** Start of Text to read **

This patchset updates the AMD uncore driver to support AMD Family17h processors.

First, the current L2 counters are renamed to Last level cache (LLC) counter to
reflect either L2 or L3 counters depending on the family. Then, it also 
dynamically allocates the counters since they vary between Family16h and 17h.

Also, in Family17h, the NorthBridge counters are re-purposed as Data Fabric (DF)
counters. Therefore, this patch exports the pmu name accordingly based on the
processor family.

Janakarajan Natarajan (3):
  perf/x86/amd/uncore: Update AMD uncore to rename L2 to LLC
  perf/x86/amd/uncore: Dynamically allocate uncore counters
  perf/x86/amd/uncore: Update sysfs attributes for Family17h processors

 arch/x86/events/amd/uncore.c | 292 +++++++++++++++++++++++++++++--------------
 1 file changed, 197 insertions(+), 95 deletions(-)

-- 
2.7.4

^ permalink raw reply	[flat|nested] 9+ messages in thread

* [PATCH 1/3] perf/x86/amd/uncore: Update AMD uncore to rename L2 to LLC
  2017-01-11 16:02 [PATCH 0/3] perf/x86/amd/uncore: Update AMD uncore driver Janakarajan Natarajan
@ 2017-01-11 16:02 ` Janakarajan Natarajan
  2017-01-11 16:02 ` [PATCH 2/3] perf/x86/amd/uncore: Dynamically allocate uncore counters Janakarajan Natarajan
  2017-01-11 16:02 ` [PATCH 3/3] perf/x86/amd/uncore: Update sysfs attributes for Family17h processors Janakarajan Natarajan
  2 siblings, 0 replies; 9+ messages in thread
From: Janakarajan Natarajan @ 2017-01-11 16:02 UTC (permalink / raw)
  To: linux-kernel
  Cc: Peter Zijlstra, Ingo Molnar, Arnaldo Carvalho de Melo,
	Alexander Shishkin, Suravee Suthikulpanit, Janakarajan Natarajan

This patch renames L2 counters to LLC counters. In AMD Family17h
processors, L3 cache counter is supported.

Since older families have at most L2 counters, last level cache (LLC)
indicates L2/L3 based on the family.

Signed-off-by: Janakarajan Natarajan <Janakarajan.Natarajan@amd.com>
---
 arch/x86/events/amd/uncore.c | 98 ++++++++++++++++++++++----------------------
 1 file changed, 49 insertions(+), 49 deletions(-)

** End of Text to read **

Work instructions:
a) Answer these from the AMD uncore patch thread:
(i) In Family17h, what are the NorthBridge counters re-purposed as?
(ii) Across the whole patchset, how many insertions and deletions are made to arch/x86/events/amd/uncore.c?
(iii) According to the first patch, which cache counter is supported in AMD Family17h processors?
b) List every person named on the Cc line of the first patch in the AMD uncore patch thread.
c) Carry on the AMD uncore patch thread from its final line.
The listing isn't needed for anything here.

** Start of Given information **

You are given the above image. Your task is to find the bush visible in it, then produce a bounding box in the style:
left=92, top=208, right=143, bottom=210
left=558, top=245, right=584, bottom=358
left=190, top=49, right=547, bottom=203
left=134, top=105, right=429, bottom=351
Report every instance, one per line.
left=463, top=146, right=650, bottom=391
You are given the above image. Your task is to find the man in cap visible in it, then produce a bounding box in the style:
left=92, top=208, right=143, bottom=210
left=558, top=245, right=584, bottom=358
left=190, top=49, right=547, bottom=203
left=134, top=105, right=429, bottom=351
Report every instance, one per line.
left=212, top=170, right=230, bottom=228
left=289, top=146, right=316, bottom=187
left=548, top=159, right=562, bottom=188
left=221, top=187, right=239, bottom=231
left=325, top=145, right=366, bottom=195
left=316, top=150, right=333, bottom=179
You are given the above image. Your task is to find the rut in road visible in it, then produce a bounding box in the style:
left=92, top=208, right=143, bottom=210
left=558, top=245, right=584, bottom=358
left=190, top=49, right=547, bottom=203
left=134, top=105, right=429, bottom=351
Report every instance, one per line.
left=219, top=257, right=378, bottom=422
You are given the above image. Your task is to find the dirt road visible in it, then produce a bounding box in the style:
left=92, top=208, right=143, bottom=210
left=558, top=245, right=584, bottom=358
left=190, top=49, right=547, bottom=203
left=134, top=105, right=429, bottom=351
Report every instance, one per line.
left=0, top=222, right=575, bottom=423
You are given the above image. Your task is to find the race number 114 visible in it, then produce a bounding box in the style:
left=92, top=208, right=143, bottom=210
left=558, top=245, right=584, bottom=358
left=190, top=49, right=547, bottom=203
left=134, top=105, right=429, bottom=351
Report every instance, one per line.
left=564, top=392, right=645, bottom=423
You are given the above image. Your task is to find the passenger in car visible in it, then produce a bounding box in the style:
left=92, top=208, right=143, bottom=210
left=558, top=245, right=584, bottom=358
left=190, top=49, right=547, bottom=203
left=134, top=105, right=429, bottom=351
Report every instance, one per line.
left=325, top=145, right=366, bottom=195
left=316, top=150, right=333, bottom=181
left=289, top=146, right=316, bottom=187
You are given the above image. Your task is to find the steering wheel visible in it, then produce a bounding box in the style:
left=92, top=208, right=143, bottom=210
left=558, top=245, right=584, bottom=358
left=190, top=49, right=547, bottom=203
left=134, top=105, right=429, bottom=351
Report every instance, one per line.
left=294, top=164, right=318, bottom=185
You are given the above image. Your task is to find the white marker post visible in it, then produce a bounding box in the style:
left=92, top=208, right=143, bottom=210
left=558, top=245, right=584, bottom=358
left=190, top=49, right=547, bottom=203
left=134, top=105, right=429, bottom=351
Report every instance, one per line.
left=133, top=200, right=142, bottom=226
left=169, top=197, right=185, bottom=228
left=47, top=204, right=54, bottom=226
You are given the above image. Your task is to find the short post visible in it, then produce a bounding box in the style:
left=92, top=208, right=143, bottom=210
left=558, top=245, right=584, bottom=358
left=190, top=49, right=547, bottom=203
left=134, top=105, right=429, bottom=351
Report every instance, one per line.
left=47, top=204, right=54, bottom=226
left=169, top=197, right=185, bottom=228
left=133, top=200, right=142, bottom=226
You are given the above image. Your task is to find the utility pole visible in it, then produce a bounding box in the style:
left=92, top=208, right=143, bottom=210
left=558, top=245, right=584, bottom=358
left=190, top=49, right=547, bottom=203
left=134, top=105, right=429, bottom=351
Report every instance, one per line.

** End of Given information **

Answers to the problems:
a)
(i) Data Fabric (DF) counters
(ii) 197 insertions and 95 deletions
(iii) The L3 cache counter

b)
Peter Zijlstra
Ingo Molnar
Arnaldo Carvalho de Melo
Alexander Shishkin
Suravee Suthikulpanit
Janakarajan Natarajan

c)
diff --git a/arch/x86/events/amd/uncore.c b/arch/x86/events/amd/uncore.c
index a0b1bdb..24c8537 100644
--- a/arch/x86/events/amd/uncore.c
+++ b/arch/x86/events/amd/uncore.c
@@ -25,7 +25,7 @@
 #define MAX_COUNTERS		NUM_COUNTERS_NB
 
 #define RDPMC_BASE_NB		6
-#define RDPMC_BASE_L2		10
+#define RDPMC_BASE_LLC		10
 
 #define COUNTER_SHIFT		16
 
@@ -45,30 +45,30 @@ struct amd_uncore {
 };
 
 static struct amd_uncore * __percpu *amd_uncore_nb;
-static struct amd_uncore * __percpu *amd_uncore_l2;
+static struct amd_uncore * __percpu *amd_uncore_llc;
 
 static struct pmu amd_nb_pmu;
-static struct pmu amd_l2_pmu;
+static struct pmu amd_llc_pmu;
 
 static cpumask_t amd_nb_active_mask;
-static cpumask_t amd_l2_active_mask;
+static cpumask_t amd_llc_active_mask;
 
 static bool is_nb_event(struct perf_event *event)
 {
 	return event->pmu->type == amd_nb_pmu.type;
 }
 
-static bool is_l2_event(struct perf_event *event)
+static bool is_llc_event(struct perf_event *event)
 {
-	return event->pmu->type == amd_l2_pmu.type;
+	return event->pmu->type == amd_llc_pmu.type;
 }
 
 static struct amd_uncore *event_to_amd_uncore(struct perf_event *event)
 {
 	if (is_nb_event(event) && amd_uncore_nb)
 		return *per_cpu_ptr(amd_uncore_nb, event->cpu);
-	else if (is_l2_event(event) && amd_uncore_l2)
-		return *per_cpu_ptr(amd_uncore_l2, event->cpu);
+	else if (is_llc_event(event) && amd_uncore_llc)
+		return *per_cpu_ptr(amd_uncore_llc, event->cpu);
 
 	return NULL;
 }
@@ -183,16 +183,16 @@ static int amd_uncore_event_init(struct perf_event *event)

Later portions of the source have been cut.